**GIVEN PASSAGE:**

--------------------------------------------------

Matt Taibbi's “Wall Street’s Bailout Hustle” Makes Boring Financial Stuff Interesting and Hilarious
Matt Taibbi, who lived in Russia for a few years but is not a Communist (or so he says), has written another article for Rolling Stone Magazine about how that “vampire squid” of a company, Goldman Sachs, and others scammed the bailout.
Entitled, “Wall Street’s Bailout Hustle,” the piece addresses a common misperception that large banks like Goldman Sachs, in paying back the $10 billion of TARP money provided in 2008, actually paid back all of the money they borrowed from the taxpayer.
“The TARP is just a tiny slice of what the bailout is,” said Taibbi. “The bailout encompasses a whole range of direct and indirect federal guarantees, and that $10 billion is really chump change compared to the rest of the stuff that the banks got.”
For instance, Goldman Sachs received $13 billion in the AIG bailout and, along with other investment banks like Morgan Stanley, converted itself into a commercial bank in 2008. Though seemingly benign, this move had huge implications.

--------------------------------------------------

**TASK LIST:**
(1) Quote the bailout article word for word, starting with "For instance, Goldman" and going on through "had huge implications.".
(2) According to the bailout article, how much did Goldman Sachs receive in the AIG bailout?
You won't need the items that come after the bailout article.

Stored dataset items:
--------------------------------------------------

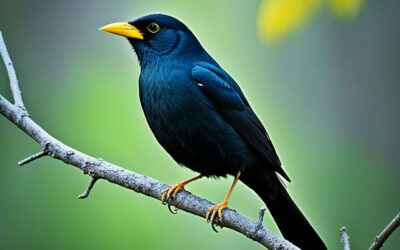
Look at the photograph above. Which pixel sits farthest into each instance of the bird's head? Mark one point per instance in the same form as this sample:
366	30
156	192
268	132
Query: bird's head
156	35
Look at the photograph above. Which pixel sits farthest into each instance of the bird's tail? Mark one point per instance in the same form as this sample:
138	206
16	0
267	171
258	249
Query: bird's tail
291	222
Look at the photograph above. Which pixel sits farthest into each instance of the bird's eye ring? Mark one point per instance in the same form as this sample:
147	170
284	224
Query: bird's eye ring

--------------------------------------------------

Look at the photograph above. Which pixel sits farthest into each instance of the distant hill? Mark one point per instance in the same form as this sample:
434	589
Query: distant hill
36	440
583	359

--------------------------------------------------

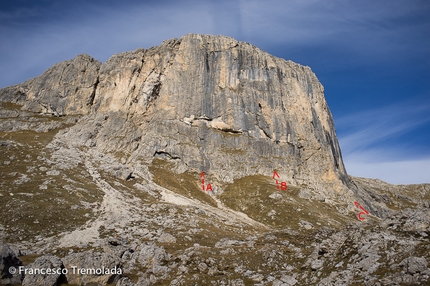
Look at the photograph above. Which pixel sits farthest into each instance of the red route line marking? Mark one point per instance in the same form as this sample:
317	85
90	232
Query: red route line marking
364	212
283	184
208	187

--------------------------------------------------

**RESULTS FOR EACH TASK:**
(1)
For instance, Goldman Sachs received $13 billion in the AIG bailout and, along with other investment banks like Morgan Stanley, converted itself into a commercial bank in 2008. Though seemingly benign, this move had huge implications.

(2) $13 billion